### PROBLEM DETAILS
Copy the records again, putting "chicken's" wherever "rooster's" appears and keeping everything else the same. Leave the pictures out of your answer.

### SUPPLIED DATA

—————

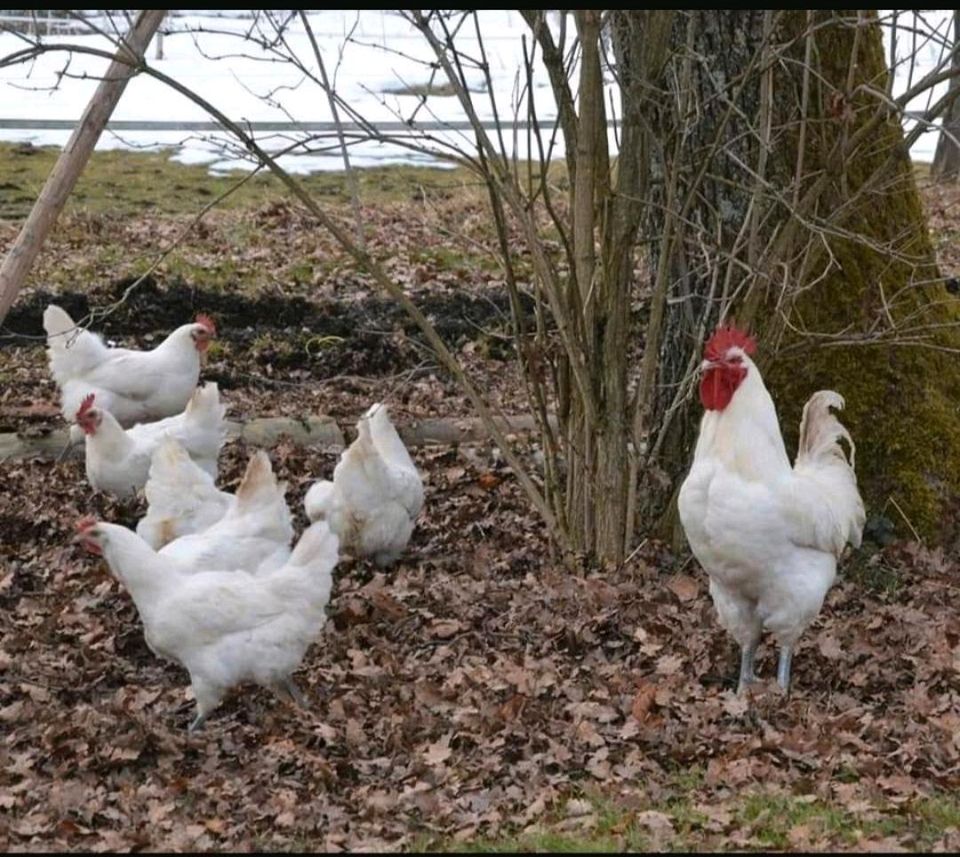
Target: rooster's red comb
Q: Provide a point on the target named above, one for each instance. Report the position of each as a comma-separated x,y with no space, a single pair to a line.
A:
85,405
87,522
726,337
205,321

—————

### FINISHED ANSWER
Target: chicken's red comb
Q: Provide a point on the target named above, one for each instance. Report the position of each as a comma-separated x,y with no space, a single pair to a line.
A:
85,405
87,522
726,337
205,321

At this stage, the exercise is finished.